> [To-do list]:
1. In the Lamjung trekking text, shorten the paragraph that starts "Construction of Road in the opposite side" into a bulleted list of its main facts.
2. From the Lamjung trekking text, extract word for word the passage that begins at "Construction of Road" and ends after "a planning, superb!".

> [Article]:
There were many tourists in Lamjung, when we reached. They were trekking in Annapurna circuit. They were enjoying falls near Bhulbhule (probably best one for adventure sports of Canoeing). But, who'll sell it? And, why to sell it at all? The poor people around there (mostly Gurungs) might benefit from it if it is developed properly. But, power centers have already given them the slogan of federalism and Jatiyata (sounds so much like Jaya Lalita). Why give more?

We were moving forward in the opposite direction of Marshyangdi River. The trekking route was swallowed by landslide in two places. Who'll manage it? If a tourist doesn't have to bear the pain of such conditions, how can we call it adventure tourism anyways? We and our leaders are building New Nepal and we are dealing with big issues. Damn to trekking routes.

Construction of Road in the opposite side of trekking route is going on. After the completion of the Road, tourist will reach Manang directly. Then, these trekking routes will lose the business. Till date government has no plan, what will the people benefitting from trekking route do after the completion of the road? Damn, we are building Twenty first century Nepal. What a planning, superb!

(Coordinate annotation entries)
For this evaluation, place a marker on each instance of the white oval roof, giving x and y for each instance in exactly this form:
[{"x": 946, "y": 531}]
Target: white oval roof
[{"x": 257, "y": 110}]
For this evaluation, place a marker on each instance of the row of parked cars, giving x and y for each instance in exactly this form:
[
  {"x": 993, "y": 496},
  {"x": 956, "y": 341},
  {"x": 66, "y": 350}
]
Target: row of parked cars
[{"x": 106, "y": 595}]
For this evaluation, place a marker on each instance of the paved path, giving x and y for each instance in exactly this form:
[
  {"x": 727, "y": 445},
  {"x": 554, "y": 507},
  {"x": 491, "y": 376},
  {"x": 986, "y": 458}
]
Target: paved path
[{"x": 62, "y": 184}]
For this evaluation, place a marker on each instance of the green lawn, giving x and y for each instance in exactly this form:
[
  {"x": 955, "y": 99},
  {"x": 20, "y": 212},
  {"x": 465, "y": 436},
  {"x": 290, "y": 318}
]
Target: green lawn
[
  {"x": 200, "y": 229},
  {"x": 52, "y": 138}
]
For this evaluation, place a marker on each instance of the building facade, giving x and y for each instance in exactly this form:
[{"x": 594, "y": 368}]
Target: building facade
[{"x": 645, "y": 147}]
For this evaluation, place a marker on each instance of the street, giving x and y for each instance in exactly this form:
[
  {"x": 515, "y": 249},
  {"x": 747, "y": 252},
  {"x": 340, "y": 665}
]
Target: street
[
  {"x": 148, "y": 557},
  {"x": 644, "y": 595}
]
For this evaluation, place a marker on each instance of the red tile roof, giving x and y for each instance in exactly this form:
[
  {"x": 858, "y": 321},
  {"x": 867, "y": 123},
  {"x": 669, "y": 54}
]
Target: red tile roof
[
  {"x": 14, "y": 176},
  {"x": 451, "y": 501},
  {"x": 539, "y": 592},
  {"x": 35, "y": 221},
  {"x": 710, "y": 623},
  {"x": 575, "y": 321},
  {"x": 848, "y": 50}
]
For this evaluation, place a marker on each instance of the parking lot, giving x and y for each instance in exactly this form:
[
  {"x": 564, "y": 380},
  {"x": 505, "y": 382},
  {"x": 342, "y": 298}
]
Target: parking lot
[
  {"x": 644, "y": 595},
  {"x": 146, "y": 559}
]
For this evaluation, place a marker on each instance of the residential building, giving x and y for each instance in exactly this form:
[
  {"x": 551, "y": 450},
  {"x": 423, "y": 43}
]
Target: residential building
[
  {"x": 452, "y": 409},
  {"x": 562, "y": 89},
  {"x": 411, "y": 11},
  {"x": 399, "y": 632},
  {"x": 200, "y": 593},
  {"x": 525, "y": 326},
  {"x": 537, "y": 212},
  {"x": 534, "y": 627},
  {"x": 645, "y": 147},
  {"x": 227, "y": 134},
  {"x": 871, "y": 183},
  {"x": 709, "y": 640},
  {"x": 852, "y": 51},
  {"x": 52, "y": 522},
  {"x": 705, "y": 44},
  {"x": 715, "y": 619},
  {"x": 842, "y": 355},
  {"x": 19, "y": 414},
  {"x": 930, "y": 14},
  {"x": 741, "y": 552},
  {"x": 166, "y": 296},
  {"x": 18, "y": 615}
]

> [Solutions to the tasks]:
1.
- A road is being built on the opposite side of the trekking route.
- Once the road is finished, tourists will reach Manang directly.
- The trekking routes will then lose their business.
- The government still has no plan for the people who earn from the trekking route.
- The writer sarcastically calls this the planning behind building twenty-first-century Nepal.

2.
Construction of Road in the opposite side of trekking route is going on. After the completion of the Road, tourist will reach Manang directly. Then, these trekking routes will lose the business. Till date government has no plan, what will the people benefitting from trekking route do after the completion of the road? Damn, we are building Twenty first century Nepal. What a planning, superb!